• YOUR OBJECTIVE
Quote, unchanged, the part of the records that opens with their first line and closes with the line containing "(1088, 607)".

• DATA FOR PROCESSING
* BEGIN *
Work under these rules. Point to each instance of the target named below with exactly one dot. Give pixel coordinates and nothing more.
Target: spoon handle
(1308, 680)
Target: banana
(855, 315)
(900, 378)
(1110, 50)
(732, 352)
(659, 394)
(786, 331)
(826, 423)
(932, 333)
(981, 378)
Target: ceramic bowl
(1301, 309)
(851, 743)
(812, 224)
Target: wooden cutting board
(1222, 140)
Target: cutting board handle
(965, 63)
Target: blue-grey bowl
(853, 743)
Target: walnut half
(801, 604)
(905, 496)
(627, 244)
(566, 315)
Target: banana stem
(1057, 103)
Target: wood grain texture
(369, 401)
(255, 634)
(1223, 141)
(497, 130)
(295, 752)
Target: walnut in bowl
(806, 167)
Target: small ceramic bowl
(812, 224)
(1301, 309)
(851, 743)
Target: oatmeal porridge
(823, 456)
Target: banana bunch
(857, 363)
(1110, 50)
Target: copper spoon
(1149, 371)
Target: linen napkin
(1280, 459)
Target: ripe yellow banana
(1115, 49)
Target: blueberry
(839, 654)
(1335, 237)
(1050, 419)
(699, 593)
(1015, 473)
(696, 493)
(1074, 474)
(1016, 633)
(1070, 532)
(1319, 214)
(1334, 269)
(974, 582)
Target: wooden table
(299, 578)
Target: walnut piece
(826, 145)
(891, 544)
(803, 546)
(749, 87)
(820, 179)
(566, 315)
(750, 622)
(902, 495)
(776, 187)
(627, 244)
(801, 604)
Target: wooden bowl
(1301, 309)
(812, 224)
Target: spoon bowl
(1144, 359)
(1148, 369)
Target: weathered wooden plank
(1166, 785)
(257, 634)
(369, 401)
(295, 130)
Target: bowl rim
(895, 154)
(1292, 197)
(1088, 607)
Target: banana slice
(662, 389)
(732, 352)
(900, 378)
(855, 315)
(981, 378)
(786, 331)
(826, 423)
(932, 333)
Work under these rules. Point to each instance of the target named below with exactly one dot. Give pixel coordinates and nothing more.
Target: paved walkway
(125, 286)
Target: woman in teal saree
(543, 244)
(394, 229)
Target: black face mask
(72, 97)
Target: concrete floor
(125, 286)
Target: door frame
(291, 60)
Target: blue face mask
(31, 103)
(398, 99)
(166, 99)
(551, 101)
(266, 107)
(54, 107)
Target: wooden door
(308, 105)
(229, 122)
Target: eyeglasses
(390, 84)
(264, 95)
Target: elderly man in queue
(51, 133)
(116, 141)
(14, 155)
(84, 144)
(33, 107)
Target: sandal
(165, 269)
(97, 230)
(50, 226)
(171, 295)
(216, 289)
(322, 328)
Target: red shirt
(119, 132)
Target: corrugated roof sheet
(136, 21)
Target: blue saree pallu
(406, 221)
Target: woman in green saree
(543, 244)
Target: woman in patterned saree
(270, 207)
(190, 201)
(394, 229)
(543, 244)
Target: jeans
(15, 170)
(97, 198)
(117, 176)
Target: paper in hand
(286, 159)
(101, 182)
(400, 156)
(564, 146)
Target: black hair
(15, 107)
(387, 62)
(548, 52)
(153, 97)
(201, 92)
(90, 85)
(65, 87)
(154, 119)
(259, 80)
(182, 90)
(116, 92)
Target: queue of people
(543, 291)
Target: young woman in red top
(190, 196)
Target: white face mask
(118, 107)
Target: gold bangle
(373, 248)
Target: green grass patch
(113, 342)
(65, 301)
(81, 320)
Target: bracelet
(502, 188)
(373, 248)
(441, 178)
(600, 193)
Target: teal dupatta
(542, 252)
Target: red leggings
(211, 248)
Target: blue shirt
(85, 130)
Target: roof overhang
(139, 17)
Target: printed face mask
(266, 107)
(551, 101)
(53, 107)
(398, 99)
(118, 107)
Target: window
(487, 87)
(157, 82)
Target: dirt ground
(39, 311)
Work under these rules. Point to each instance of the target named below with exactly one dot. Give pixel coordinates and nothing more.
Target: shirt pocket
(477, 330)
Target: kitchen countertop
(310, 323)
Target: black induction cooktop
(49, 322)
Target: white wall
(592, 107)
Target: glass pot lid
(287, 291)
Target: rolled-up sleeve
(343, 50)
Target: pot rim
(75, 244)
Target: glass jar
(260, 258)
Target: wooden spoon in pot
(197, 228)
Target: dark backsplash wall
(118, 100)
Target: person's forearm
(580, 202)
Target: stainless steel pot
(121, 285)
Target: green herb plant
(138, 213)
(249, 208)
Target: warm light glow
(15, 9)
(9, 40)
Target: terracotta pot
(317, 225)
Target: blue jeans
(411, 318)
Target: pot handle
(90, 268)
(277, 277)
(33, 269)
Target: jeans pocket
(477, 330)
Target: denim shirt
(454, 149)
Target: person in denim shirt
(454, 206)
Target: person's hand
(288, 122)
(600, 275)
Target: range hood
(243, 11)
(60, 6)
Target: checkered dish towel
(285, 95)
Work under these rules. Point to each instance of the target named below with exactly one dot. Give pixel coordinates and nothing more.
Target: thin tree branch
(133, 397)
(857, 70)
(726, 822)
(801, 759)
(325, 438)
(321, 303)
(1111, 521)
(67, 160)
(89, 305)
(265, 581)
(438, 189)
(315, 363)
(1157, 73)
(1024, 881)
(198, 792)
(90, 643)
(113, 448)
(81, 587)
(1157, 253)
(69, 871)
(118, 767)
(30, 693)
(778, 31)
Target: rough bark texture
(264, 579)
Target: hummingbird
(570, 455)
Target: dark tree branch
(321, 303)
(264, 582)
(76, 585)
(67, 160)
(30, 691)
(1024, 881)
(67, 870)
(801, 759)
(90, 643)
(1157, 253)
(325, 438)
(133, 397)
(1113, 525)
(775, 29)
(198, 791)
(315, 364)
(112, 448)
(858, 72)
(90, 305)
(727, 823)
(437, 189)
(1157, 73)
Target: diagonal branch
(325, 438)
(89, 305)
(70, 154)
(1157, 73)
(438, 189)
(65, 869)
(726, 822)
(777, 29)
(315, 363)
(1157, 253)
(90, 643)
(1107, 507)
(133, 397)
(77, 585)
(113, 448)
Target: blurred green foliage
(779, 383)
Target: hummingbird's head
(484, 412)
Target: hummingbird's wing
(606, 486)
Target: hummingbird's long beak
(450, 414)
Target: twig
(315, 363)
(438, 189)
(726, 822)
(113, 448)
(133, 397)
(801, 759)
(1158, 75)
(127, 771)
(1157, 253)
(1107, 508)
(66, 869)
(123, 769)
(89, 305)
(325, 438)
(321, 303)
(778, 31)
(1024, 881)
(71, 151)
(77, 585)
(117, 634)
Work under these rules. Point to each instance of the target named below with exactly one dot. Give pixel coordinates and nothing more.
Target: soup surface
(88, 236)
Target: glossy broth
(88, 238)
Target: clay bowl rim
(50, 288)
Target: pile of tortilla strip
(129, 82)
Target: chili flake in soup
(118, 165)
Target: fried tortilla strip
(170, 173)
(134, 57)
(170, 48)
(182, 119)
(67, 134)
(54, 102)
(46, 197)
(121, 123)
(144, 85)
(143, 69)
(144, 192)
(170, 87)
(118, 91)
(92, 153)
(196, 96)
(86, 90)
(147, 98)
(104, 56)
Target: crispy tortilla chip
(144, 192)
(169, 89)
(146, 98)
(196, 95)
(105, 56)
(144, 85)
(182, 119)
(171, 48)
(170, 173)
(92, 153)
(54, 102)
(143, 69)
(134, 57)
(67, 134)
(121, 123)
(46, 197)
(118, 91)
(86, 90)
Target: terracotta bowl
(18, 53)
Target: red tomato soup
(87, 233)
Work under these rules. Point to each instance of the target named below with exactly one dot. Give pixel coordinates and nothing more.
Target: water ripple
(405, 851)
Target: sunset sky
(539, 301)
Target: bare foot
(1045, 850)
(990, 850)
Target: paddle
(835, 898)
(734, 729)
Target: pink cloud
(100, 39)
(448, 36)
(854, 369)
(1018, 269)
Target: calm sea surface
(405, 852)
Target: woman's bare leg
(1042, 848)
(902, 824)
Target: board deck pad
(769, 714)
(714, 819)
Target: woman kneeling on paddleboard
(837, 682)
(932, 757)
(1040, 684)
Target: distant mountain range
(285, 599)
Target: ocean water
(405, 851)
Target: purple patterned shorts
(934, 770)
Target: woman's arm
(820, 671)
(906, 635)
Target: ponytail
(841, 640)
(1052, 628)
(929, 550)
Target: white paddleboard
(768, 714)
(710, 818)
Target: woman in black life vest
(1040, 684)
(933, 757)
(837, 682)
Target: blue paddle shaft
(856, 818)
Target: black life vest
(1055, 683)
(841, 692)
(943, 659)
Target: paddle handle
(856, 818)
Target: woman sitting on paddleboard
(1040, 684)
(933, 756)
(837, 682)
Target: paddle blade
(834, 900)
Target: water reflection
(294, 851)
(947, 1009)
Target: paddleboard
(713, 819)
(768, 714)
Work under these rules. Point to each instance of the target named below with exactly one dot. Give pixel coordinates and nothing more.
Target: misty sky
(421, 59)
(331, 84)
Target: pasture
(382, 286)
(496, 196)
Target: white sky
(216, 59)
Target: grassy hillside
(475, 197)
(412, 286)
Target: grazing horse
* END *
• SOLUTION FOR THIS TASK
Work under these rules. Point to each instance of the target named below with exactly one dot. Give pixel coordinates and nothing more.
Target: spoon handle
(1308, 680)
Target: banana
(855, 315)
(900, 378)
(1110, 50)
(732, 352)
(659, 394)
(786, 331)
(826, 423)
(932, 333)
(981, 378)
Target: ceramic bowl
(1301, 309)
(851, 743)
(812, 224)
Target: wooden cutting board
(1222, 140)
Target: cutting board handle
(965, 63)
Target: blue-grey bowl
(853, 743)
Target: walnut half
(801, 604)
(905, 496)
(627, 244)
(566, 315)
Target: banana stem
(1057, 103)
Target: wood grain texture
(369, 401)
(255, 634)
(1223, 141)
(497, 130)
(295, 752)
Target: walnut in bowl
(806, 167)
Target: small ceramic bowl
(812, 224)
(1301, 309)
(851, 743)
Target: oatmeal porridge
(823, 456)
Target: banana bunch
(857, 363)
(1110, 50)
Target: copper spoon
(1149, 371)
Target: linen napkin
(1280, 459)
Target: ripe yellow banana
(1115, 49)
Target: blueberry
(839, 654)
(1335, 237)
(1050, 419)
(699, 593)
(1015, 473)
(696, 493)
(1074, 474)
(1016, 633)
(1070, 532)
(1319, 214)
(1334, 269)
(974, 582)
Target: wooden table
(299, 578)
Target: walnut piece
(826, 145)
(891, 544)
(803, 546)
(749, 87)
(820, 179)
(566, 315)
(750, 622)
(902, 495)
(776, 187)
(627, 244)
(801, 604)
Target: wooden bowl
(1301, 309)
(812, 224)
Target: spoon bowl
(1144, 359)
(1148, 369)
Target: weathered wooden plank
(1166, 785)
(257, 634)
(369, 401)
(295, 130)
Target: bowl rim
(895, 154)
(1292, 197)
(1088, 607)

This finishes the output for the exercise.